### ACTION ITEM
Each of the entries should be output exactly, with nothing left out.

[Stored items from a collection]
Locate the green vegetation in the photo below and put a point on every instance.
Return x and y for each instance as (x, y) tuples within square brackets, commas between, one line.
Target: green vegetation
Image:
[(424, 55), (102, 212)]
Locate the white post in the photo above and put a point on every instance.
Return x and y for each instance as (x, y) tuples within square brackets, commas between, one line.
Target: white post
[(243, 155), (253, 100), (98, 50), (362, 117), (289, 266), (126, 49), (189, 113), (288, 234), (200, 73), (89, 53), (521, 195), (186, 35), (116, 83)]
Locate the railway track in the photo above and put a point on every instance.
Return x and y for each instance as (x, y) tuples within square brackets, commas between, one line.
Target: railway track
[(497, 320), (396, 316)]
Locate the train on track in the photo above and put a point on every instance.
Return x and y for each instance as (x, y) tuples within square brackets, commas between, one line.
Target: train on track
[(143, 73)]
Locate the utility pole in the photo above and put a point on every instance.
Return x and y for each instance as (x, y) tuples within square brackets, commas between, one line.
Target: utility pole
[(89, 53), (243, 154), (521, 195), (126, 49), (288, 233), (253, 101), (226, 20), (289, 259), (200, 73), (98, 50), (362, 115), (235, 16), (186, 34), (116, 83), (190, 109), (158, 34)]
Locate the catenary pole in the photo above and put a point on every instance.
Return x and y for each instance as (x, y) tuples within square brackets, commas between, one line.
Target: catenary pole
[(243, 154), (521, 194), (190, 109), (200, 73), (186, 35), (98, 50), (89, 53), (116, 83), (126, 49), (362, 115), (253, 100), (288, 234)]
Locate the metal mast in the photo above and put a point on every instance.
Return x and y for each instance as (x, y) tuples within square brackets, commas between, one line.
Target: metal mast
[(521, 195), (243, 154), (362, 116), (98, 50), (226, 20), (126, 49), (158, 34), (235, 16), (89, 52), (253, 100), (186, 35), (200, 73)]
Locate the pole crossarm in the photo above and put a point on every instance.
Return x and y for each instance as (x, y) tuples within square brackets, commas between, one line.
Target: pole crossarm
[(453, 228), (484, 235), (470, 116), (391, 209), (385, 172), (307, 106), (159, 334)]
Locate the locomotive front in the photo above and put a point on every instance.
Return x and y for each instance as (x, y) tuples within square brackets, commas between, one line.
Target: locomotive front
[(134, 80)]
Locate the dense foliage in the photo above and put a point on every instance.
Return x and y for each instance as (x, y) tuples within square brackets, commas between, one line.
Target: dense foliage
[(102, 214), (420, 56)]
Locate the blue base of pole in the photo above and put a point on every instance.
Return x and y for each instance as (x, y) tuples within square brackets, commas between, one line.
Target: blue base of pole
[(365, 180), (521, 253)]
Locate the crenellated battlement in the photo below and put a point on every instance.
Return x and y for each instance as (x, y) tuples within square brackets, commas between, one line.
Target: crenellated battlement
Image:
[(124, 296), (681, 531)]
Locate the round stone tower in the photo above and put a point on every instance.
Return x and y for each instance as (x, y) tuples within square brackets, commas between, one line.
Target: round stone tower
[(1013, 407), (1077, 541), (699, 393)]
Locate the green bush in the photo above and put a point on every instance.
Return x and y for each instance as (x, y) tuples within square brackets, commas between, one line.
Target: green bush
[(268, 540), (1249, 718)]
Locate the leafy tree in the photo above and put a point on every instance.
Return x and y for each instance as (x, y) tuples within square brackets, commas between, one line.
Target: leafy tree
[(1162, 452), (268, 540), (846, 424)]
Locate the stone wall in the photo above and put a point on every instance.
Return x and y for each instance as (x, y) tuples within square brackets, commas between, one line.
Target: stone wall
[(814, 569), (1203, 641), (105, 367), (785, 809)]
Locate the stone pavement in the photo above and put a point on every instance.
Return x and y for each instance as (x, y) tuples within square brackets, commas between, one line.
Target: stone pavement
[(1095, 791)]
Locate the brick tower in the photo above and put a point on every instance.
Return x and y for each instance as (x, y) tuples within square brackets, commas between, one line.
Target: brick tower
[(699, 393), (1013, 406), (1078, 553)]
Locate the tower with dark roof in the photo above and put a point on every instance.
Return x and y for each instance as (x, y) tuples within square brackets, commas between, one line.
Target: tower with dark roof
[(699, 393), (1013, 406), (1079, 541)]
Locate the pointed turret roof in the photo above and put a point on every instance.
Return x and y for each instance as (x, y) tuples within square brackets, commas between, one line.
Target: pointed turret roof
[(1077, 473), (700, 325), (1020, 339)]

### RESULT FOR THIS TASK
Locate the green vegetation in the photo below and put a point on every instance.
Return x and y for each instance as (x, y) tuples within square brackets, commas between, one line.
Target: green vegetation
Image:
[(424, 55), (102, 212)]
Locate the white post in the photo above and put a point on every instance.
Return x and y for each instance as (x, y) tuples within square brackets, commas between, one line.
Target: white post
[(243, 155), (253, 100), (98, 50), (362, 117), (289, 266), (126, 49), (189, 113), (288, 234), (200, 73), (89, 53), (521, 195), (186, 35), (116, 83)]
Locate the railway track in the photo above and put a point on every instance.
Return x and y for each instance as (x, y) tuples within square brackets, commas between, one line.
Target: railway track
[(497, 320), (396, 316)]
Locate the train on track in the photo above and put a point on every instance.
Return x and y for each instance as (x, y) tuples within square brackets, commas between, one line.
Target: train on track
[(143, 73)]
Locate the utility pole in the photo above and put a point on every instance.
Return x and y for each instance as (x, y) tuples within square brackets, commas between, one line.
Target: utility pole
[(89, 53), (243, 154), (521, 195), (126, 49), (288, 233), (253, 101), (226, 20), (289, 259), (200, 73), (98, 50), (362, 115), (235, 16), (186, 34), (116, 83), (190, 109), (158, 34)]
Locate the catenary pole in the photo above and put a point on every instance.
Return x and y for each instance as (x, y) tuples within square brackets, commas between, one line.
Target: catenary pole
[(243, 154), (521, 194), (190, 109), (200, 73), (186, 35), (98, 50), (89, 53), (116, 83), (126, 49), (362, 115), (253, 100), (288, 234)]
Locate the metal mast in the photo above and put a point on every instance.
Return x and y for each instance as (x, y) tuples within square brackets, commas between, one line.
Target: metal mast
[(521, 195), (243, 154), (362, 116), (98, 50), (226, 20), (126, 49), (158, 34), (235, 16), (89, 52), (253, 100), (186, 35), (200, 73)]
Locate the pole crossarm in the photo above and put a point on every instance.
Return x and y for each instance as (x, y) tuples within square brackets, commas between, one line.
Target: pole crossarm
[(453, 228), (484, 235), (470, 116), (391, 209), (385, 172), (307, 106), (159, 334)]
Locate the locomotive front in the photo above and put a point on every instance.
Return x and y for each instance as (x, y) tuples within square brackets, commas between, one line.
Target: locomotive front
[(134, 80)]
Locate the dense foliage in the photo above and put a point on every instance.
Return x and y for each instance as (x, y) tuples within square brackets, commas between, one line.
Target: dense foliage
[(102, 214), (420, 56)]
Locate the blue base of pole in the photo above and put a point on every instance.
Return x and y for each instance as (x, y) tuples within square brackets, commas between, one line.
Target: blue base of pole
[(365, 180), (521, 253)]
Locate the crenellated battlement in the photo below and put a point on every instance.
Return x and y for each instance as (x, y) tuples within square brackets, commas between, one line.
Target: crenellated battlement
Image:
[(124, 296), (681, 531)]
Locate the round stone tower in the photo above and put a point on every instance.
Return x and y for each instance as (x, y) tuples within square brackets, commas between, one line.
Target: round stone tower
[(1013, 407), (1077, 541), (699, 393)]
Locate the green bush in the photo above and put a point on every instance.
Return x and y for each instance as (x, y) tuples within square brackets, commas between, one line.
Target: green bush
[(268, 540), (1249, 718)]
Locate the leafy tree in the photo above and put a point on every instance.
Return x and y for each instance as (x, y) tuples within square brackets, commas between, one line.
Target: leafy tree
[(1162, 452), (268, 540), (846, 424)]
Locate the stone wall in the photo above and put a point on every instance.
Return x and y for each instance as (x, y) tuples within square brackets, commas between, one line.
Target: stone wall
[(814, 569), (1203, 641), (105, 367), (785, 809)]
Locate the stone pavement in the photo above and put a point on every instance.
Return x and y for each instance as (x, y) tuples within square brackets, commas between, one line.
Target: stone pavement
[(1095, 791)]
Locate the brick tower in the photo above and put a point on every instance.
Return x and y for each instance as (x, y) tuples within square brackets, commas between, one line.
Target: brick tower
[(699, 393), (1013, 406), (1078, 553)]
Locate the tower with dark roof in the photo above and put a point on every instance.
Return x and y for each instance as (x, y) tuples within square brackets, commas between, one line.
Target: tower with dark roof
[(699, 393), (1013, 406), (1079, 541)]
Locate the pointed turret roof in the photo above and put a point on every instance.
Return x and y for each instance as (x, y) tuples within square brackets, commas between, one line.
Target: pointed turret roof
[(1077, 473), (700, 325), (1020, 339)]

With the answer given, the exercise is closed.